▶ **DIRECTION**
Reproduce the passage on the Alevi folk band from "An Alevi Folk" up to and including "spiritual sema dance.".

▶ **PASSAGE PROVIDED**
[start]

An Alevi Folk band from Holland will be making their first appearance in Britain next month following an invitation from the youth wing of the Glasgow Alevi Cultural Centre and Cemevi. Vengi Dersim, a trio based in Rotterdam, will perform at a concert at the Pearce Institute in Govan on Sunday 17 April. The event will also feature traditional bağlama music and a spiritual sema dance.
Vengi Dersim comprises of three young friends – Didem Ketenci (singer), ), Mertcan Bulut (bağlama) and Çağdaş Ataş (guitar). The trio have known each other since the age of eight through attending various classes at the Holland Alevi Cultural Centre and Cemevi (Alevi place of workship). Their love of music – which plays a major part in the Alevi faith – encouraged them to come together as a band, performing well-known Turkish, Zaza, and Kurdish Folk songs.

[end]

▶ **Extracted data entries**
[start]

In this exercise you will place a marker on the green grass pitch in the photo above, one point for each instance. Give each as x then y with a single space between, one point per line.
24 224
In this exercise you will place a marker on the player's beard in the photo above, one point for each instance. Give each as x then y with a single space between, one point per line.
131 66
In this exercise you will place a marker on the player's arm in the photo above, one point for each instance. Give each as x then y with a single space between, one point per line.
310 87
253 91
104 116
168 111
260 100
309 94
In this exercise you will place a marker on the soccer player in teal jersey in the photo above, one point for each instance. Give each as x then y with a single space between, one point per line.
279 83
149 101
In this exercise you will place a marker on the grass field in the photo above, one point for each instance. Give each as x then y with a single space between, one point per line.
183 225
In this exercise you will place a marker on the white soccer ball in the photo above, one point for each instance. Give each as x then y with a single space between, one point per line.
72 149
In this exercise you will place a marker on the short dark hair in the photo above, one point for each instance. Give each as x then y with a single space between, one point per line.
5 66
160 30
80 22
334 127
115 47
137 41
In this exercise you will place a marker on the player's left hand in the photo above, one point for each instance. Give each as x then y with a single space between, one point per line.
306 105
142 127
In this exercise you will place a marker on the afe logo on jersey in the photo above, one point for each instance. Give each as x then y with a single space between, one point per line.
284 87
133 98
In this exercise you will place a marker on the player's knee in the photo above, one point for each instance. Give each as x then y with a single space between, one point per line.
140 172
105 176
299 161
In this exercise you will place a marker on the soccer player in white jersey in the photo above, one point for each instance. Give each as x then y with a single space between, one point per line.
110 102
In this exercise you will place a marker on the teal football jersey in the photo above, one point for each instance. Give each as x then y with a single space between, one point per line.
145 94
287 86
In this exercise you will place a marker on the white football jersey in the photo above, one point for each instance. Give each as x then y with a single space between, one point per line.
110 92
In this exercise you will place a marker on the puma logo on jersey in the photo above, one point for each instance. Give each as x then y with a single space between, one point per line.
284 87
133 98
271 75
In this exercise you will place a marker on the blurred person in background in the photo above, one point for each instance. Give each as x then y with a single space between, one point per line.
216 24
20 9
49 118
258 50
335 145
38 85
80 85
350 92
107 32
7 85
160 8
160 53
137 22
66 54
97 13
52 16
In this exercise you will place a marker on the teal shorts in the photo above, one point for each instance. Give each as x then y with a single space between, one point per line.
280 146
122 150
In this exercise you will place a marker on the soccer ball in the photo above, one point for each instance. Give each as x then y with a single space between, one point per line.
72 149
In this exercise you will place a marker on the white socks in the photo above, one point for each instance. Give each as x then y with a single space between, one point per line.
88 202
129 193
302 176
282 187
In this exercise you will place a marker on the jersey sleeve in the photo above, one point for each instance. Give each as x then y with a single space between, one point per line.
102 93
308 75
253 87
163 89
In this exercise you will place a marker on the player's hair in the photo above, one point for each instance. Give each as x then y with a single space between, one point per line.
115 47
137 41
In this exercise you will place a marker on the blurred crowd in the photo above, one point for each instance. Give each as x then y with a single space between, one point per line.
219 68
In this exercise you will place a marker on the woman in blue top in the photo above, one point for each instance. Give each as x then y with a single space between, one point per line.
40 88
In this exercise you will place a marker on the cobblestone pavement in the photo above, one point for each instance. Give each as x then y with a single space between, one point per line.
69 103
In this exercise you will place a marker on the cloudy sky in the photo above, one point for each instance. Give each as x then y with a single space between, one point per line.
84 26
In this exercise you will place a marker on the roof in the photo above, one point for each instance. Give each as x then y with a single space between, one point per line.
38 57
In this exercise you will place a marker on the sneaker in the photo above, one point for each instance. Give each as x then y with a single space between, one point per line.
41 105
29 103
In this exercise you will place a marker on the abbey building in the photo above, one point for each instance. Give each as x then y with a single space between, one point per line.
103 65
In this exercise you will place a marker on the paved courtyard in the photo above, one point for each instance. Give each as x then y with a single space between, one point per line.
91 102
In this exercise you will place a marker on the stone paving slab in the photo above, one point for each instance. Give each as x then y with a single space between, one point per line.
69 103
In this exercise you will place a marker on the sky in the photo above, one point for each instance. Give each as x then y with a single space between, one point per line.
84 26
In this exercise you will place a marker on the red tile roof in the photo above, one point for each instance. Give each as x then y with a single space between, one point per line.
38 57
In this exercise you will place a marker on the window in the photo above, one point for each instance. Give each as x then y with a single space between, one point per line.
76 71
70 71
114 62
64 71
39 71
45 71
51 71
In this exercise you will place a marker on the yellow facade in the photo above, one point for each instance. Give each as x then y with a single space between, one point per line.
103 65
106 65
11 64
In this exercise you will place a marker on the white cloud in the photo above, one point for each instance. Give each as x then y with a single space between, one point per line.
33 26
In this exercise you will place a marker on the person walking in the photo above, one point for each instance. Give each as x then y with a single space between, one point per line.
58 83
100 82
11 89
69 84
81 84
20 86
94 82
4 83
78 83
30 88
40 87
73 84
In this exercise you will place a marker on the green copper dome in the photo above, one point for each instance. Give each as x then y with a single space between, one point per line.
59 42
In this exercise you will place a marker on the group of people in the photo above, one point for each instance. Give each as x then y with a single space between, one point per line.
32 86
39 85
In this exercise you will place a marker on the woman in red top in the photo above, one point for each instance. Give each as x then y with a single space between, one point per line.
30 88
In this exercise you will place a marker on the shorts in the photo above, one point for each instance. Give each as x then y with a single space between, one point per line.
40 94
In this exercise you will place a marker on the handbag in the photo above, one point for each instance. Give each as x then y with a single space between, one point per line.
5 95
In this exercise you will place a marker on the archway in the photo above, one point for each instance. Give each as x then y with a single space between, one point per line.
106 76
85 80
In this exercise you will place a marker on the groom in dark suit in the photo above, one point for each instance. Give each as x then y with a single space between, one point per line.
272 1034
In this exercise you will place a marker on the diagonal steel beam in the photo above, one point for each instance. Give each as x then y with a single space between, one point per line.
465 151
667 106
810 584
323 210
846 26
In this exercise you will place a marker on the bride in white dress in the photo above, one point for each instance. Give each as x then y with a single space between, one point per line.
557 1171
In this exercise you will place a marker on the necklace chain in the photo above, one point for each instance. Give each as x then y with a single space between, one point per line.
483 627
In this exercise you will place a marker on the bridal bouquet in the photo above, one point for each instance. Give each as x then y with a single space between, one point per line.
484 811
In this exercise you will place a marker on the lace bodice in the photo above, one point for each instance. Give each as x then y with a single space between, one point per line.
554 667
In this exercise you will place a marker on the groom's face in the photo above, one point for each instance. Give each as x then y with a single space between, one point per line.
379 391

[end]

▶ **SOLUTION**
An Alevi Folk band from Holland will be making their first appearance in Britain next month following an invitation from the youth wing of the Glasgow Alevi Cultural Centre and Cemevi. Vengi Dersim, a trio based in Rotterdam, will perform at a concert at the Pearce Institute in Govan on Sunday 17 April. The event will also feature traditional bağlama music and a spiritual sema dance.